ACTIONS TO TAKE:
a – According to the biography text, in what year did the government of Bangladesh award Tipoo the Ekushey Padak?
b – Restate the biography text starting with "1952 Language Movement" and going on through "Padak in 2019.", swapping "joint convener" out for "co-convener".

[BEGIN TEXT EXCERPT]

Ghulam Arieff Tipoo (born 28 August 1931) is a Bangladeshi jurist, freedom fighter and language movement activist. He is the Chief Prosecutor of the International Crimes Tribunal, a domestic war crimes tribunal in Bangladesh set up to investigate and prosecute suspects for the genocide committed during the Bangladesh Liberation War.

1952 Language Movement in Rajshahi area was organized mainly under his leadership. He was the joint convener of Rastrabhasa Sangram Parishad in that area. In recognition of his contribution to the Bengali language movement, the government of Bangladesh awarded him the country's second highest civilian award Ekushey Padak in 2019.

Early life
Tipoo was born on 28 August 1931 at Kamalakantapur village of Shibganj Upazila in Chapainawabganj of the then British India (now Bangladesh). He was the second son among the 9 children of his parents. He completed his Secondary School Certificate from Kaliachar school in 1948 and Higher Secondary School Certificate from Rajshahi College in 1950. He graduated from the same college in 1952. He earned his post graduation degree from Dhaka University. He was the General Secretary of Bangladesh Students Union from 1954 to 1956.

[END TEXT EXCERPT]
[BEGIN DATA SHOWN]

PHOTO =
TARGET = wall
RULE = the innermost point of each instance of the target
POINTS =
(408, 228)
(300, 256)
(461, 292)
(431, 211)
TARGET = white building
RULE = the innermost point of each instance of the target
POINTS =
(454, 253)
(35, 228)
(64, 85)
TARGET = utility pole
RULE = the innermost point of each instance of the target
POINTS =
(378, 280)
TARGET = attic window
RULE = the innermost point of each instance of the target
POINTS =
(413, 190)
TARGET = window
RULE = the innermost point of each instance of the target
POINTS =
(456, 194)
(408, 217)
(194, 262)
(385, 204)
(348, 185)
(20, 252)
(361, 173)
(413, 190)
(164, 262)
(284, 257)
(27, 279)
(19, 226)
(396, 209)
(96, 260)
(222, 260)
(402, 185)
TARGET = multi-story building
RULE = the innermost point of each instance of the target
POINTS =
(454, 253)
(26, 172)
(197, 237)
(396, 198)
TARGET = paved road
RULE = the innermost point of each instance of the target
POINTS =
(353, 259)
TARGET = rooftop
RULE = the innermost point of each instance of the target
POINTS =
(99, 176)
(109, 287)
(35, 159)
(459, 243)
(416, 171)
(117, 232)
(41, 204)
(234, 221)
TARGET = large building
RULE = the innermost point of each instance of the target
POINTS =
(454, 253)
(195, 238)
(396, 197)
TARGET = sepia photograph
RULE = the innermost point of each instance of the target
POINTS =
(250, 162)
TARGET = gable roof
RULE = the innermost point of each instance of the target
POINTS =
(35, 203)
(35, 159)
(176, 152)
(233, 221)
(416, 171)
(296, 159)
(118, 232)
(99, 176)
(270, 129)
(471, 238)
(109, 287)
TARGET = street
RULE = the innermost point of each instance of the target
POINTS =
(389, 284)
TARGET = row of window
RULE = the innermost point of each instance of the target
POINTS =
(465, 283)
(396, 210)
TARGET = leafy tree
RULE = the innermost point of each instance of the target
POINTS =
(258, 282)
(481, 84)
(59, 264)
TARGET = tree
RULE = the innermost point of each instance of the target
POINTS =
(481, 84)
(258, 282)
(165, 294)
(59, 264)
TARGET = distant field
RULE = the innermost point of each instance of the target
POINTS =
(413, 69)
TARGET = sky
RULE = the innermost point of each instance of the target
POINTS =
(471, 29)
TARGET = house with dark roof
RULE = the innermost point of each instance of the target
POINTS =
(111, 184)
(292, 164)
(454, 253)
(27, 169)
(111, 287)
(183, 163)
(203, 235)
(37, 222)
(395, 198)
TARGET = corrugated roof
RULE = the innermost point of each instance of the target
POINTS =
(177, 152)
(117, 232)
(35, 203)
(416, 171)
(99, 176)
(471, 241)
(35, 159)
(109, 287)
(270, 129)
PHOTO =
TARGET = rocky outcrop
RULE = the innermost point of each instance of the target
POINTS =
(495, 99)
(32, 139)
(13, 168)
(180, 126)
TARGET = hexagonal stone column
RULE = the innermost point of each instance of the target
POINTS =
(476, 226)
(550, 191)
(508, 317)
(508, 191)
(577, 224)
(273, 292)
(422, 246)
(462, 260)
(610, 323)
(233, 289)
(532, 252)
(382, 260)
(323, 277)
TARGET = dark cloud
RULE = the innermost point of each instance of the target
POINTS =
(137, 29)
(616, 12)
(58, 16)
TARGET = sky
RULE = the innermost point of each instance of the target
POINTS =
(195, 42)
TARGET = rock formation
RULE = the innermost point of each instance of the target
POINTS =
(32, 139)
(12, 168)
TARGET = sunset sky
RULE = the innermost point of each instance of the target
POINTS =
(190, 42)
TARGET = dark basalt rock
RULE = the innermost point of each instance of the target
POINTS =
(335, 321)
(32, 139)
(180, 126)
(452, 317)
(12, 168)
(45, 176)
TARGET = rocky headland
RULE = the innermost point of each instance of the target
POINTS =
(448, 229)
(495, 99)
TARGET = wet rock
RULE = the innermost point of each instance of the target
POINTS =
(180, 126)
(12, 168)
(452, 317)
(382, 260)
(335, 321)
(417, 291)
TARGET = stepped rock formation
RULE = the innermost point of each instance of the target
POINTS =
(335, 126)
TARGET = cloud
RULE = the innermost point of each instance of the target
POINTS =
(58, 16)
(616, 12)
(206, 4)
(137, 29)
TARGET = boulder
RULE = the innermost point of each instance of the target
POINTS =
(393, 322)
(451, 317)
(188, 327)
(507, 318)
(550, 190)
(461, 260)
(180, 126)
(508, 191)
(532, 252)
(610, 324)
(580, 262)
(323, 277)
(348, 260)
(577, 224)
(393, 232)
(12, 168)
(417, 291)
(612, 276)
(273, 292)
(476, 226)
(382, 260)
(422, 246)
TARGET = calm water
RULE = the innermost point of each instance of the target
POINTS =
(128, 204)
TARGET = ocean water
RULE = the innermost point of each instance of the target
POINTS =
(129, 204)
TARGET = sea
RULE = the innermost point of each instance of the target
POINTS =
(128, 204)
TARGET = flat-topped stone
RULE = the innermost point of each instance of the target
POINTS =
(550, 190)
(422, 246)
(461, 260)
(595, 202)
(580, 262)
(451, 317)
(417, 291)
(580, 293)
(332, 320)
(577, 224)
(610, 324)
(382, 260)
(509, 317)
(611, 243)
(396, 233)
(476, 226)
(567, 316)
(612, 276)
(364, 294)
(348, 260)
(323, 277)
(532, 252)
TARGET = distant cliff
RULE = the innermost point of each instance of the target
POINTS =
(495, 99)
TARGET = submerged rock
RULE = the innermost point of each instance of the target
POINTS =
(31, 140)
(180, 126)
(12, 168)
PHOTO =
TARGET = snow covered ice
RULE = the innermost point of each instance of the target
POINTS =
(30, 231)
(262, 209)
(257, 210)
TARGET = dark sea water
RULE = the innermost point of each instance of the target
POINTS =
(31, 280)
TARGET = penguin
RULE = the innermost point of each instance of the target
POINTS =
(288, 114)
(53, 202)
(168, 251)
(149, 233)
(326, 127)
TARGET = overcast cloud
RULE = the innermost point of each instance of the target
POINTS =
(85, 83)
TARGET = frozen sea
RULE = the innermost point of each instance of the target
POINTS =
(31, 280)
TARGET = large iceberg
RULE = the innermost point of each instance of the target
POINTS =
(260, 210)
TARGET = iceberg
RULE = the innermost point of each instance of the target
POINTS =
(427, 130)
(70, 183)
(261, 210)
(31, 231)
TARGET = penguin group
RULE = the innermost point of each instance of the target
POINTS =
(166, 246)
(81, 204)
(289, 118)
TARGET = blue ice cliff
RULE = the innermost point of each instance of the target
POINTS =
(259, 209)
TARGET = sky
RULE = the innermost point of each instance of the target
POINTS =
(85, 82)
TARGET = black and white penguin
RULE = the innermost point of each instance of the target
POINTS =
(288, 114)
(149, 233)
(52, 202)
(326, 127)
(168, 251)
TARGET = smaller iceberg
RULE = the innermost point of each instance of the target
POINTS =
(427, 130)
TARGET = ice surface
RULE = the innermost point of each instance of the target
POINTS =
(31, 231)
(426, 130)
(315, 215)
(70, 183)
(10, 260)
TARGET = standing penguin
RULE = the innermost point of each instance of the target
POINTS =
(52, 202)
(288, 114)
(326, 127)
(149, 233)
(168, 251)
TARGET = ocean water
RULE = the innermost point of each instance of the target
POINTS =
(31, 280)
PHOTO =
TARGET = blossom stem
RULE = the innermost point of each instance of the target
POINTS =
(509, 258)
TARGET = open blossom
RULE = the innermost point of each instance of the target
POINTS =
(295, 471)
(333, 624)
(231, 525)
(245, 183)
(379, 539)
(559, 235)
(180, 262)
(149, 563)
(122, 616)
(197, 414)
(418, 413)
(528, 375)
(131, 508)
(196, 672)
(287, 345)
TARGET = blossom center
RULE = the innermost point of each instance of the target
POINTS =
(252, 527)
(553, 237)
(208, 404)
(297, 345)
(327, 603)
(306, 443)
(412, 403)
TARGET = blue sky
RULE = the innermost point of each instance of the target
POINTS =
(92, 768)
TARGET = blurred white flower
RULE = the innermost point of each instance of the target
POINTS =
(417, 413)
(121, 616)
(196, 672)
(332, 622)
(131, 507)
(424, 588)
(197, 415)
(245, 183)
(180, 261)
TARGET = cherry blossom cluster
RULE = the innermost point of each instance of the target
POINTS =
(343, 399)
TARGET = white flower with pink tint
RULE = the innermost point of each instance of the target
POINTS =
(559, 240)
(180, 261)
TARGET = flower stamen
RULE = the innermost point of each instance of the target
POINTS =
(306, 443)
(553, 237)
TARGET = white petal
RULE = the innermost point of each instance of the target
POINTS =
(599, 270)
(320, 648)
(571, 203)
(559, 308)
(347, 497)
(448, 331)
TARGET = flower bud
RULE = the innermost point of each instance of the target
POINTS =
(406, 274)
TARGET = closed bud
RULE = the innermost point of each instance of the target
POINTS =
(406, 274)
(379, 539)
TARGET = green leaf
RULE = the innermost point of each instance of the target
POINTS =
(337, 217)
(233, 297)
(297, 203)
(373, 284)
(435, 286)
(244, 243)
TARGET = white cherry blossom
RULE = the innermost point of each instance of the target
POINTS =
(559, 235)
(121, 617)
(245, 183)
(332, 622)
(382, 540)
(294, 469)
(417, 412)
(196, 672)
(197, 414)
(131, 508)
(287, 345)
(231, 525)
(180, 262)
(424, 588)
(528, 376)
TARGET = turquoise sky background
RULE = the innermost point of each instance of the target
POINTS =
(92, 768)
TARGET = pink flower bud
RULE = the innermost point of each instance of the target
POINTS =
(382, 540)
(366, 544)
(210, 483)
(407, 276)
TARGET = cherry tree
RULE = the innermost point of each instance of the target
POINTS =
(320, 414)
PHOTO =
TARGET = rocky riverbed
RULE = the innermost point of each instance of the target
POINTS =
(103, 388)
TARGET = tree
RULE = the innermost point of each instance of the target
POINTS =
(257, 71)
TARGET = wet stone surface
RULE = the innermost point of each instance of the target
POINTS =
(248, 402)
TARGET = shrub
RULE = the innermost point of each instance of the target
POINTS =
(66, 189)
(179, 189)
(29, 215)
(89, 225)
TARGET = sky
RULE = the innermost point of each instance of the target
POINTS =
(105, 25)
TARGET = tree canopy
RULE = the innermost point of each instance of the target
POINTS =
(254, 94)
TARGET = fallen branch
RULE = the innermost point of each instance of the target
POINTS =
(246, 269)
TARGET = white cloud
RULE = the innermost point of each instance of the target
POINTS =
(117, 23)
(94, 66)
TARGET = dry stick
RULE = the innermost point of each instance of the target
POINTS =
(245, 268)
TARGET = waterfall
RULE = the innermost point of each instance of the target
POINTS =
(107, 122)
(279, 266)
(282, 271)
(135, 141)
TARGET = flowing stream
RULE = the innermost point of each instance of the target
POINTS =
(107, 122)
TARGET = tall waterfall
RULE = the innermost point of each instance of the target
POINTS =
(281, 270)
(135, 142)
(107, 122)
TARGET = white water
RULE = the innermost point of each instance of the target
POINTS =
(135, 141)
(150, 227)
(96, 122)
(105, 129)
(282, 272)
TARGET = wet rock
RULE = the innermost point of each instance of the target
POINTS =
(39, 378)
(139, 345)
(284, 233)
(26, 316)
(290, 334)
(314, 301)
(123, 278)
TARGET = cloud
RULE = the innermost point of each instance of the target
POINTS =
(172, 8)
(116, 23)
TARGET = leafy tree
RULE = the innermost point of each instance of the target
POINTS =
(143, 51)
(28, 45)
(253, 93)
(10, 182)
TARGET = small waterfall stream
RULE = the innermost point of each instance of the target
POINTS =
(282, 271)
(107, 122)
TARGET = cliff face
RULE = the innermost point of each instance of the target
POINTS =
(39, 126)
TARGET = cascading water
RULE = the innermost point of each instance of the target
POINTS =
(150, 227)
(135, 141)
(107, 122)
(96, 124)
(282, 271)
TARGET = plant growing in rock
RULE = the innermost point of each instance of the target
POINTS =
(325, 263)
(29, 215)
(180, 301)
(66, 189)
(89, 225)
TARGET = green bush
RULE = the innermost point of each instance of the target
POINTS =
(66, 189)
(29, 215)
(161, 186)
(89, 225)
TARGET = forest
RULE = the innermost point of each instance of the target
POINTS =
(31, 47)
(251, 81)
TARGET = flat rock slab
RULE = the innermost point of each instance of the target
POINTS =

[END DATA SHOWN]

RESPONSES:
a – 2019

b –
1952 Language Movement in Rajshahi area was organized mainly under his leadership. He was the co-convener of Rastrabhasa Sangram Parishad in that area. In recognition of his contribution to the Bengali language movement, the government of Bangladesh awarded him the country's second highest civilian award Ekushey Padak in 2019.